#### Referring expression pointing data
####################

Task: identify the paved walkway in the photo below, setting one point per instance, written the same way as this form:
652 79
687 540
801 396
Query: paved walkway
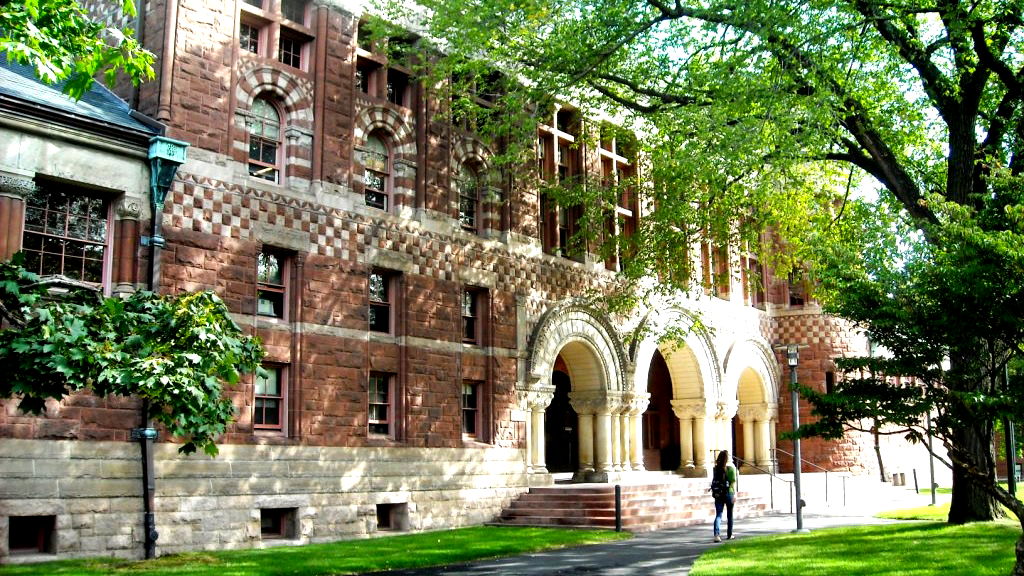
669 552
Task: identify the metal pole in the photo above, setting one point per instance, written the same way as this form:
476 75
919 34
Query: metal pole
931 457
619 508
794 361
1011 442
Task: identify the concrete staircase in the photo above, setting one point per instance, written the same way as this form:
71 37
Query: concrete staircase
646 505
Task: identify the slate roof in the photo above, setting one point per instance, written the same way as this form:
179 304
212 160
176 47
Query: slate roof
98 111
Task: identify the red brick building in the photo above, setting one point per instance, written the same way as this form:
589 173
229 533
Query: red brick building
430 357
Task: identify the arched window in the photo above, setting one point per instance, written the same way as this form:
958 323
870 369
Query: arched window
470 192
264 140
377 173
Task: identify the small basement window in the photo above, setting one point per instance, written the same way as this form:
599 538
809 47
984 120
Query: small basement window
32 534
392 517
278 523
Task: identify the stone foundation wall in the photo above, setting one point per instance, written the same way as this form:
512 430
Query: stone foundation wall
93 490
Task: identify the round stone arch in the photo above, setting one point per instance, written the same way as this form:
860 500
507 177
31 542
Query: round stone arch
693 364
596 361
397 127
751 394
584 332
293 95
750 362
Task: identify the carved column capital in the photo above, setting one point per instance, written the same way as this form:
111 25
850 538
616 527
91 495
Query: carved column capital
17 186
685 409
129 209
726 409
753 412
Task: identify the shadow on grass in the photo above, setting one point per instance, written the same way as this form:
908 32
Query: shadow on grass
902 549
350 557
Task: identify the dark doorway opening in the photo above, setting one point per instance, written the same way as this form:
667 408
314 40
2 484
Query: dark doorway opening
660 435
561 445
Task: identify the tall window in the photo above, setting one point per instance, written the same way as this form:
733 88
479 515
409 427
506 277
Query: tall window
377 173
268 399
66 233
473 302
558 164
471 408
264 140
249 38
271 284
381 301
380 395
470 193
286 22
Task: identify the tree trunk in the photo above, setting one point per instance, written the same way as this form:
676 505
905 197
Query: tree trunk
878 452
1019 566
971 502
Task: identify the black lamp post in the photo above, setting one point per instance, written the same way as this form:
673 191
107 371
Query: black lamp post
793 360
165 157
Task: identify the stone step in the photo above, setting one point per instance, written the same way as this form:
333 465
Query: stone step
644 506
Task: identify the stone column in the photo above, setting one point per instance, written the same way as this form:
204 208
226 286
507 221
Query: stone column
536 401
686 444
125 277
596 444
616 441
602 441
13 188
699 456
586 429
537 419
723 415
638 405
691 436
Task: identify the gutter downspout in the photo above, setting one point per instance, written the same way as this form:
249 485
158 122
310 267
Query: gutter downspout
167 60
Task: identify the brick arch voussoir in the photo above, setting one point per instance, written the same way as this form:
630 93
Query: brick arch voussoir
294 93
574 321
399 130
472 152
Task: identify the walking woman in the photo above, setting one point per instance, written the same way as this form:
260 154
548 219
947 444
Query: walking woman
724 485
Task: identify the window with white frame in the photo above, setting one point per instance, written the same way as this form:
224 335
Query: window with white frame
470 189
471 396
285 23
271 283
67 232
264 140
269 395
377 173
382 300
380 403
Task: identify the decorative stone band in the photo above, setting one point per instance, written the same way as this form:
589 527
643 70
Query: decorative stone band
687 409
15 186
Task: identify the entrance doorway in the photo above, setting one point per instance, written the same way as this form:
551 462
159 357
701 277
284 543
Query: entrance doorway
660 434
561 450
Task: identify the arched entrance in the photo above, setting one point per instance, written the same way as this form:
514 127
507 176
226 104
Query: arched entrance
572 340
662 450
752 366
561 450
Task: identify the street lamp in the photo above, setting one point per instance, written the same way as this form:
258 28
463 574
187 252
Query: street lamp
165 157
793 361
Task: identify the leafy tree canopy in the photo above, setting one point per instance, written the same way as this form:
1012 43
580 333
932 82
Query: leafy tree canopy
174 353
772 115
64 43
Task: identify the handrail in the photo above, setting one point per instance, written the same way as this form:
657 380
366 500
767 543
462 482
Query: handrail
771 475
805 461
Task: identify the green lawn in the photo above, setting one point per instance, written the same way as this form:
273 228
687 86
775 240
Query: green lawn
924 548
349 557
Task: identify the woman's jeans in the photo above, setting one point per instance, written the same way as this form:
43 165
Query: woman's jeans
727 503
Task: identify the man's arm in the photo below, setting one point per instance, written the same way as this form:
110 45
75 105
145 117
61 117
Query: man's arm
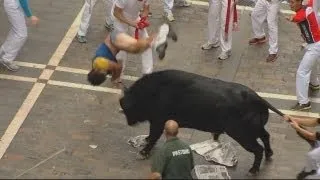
25 6
135 46
158 164
146 10
118 13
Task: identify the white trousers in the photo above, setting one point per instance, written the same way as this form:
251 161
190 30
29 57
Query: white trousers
216 23
87 12
18 31
266 10
146 56
307 72
168 5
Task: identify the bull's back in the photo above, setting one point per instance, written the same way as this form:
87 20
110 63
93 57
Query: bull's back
200 102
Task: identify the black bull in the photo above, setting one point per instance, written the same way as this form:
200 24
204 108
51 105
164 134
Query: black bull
201 103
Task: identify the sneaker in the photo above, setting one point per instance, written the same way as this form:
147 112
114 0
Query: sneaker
169 17
224 55
183 3
271 58
257 40
81 39
303 174
10 65
314 87
304 45
160 42
172 34
301 107
209 45
109 27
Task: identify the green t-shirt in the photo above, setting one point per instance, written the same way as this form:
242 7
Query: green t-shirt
174 160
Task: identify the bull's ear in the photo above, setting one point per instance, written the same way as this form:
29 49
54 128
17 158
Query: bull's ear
126 102
125 89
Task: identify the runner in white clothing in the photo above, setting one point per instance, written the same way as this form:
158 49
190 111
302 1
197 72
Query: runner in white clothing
266 9
222 19
86 17
126 13
168 5
16 11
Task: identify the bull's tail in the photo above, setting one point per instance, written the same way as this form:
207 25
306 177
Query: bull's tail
271 107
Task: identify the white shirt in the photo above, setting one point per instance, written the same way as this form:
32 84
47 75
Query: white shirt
131 8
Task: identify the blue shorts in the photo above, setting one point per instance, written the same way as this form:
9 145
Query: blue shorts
104 51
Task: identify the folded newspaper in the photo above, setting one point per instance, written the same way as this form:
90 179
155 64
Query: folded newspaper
224 154
138 141
211 172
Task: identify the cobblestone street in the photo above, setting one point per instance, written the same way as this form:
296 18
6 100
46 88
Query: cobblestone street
48 107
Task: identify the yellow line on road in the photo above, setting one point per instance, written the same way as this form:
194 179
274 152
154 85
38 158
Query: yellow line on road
19 118
84 86
17 78
33 95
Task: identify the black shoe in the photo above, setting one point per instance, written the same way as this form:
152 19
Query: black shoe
301 107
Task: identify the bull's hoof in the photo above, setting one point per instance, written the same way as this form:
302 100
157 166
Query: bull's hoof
269 155
253 172
173 36
161 49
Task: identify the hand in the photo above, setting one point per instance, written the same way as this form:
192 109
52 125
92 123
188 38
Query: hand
294 124
287 118
34 20
290 18
151 38
134 23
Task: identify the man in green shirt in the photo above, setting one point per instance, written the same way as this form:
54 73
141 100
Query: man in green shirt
174 160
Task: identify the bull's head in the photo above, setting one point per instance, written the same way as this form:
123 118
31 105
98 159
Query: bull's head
128 104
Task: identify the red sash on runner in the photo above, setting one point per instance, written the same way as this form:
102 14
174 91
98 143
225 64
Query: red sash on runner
143 23
235 17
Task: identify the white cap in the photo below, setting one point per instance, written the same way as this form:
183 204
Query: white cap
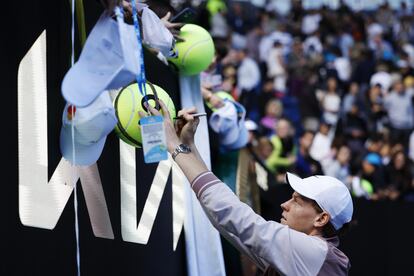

####################

#### What the exercise asks
State how many lines of the entries include the word "below", giving that number by itself.

#### Task answer
3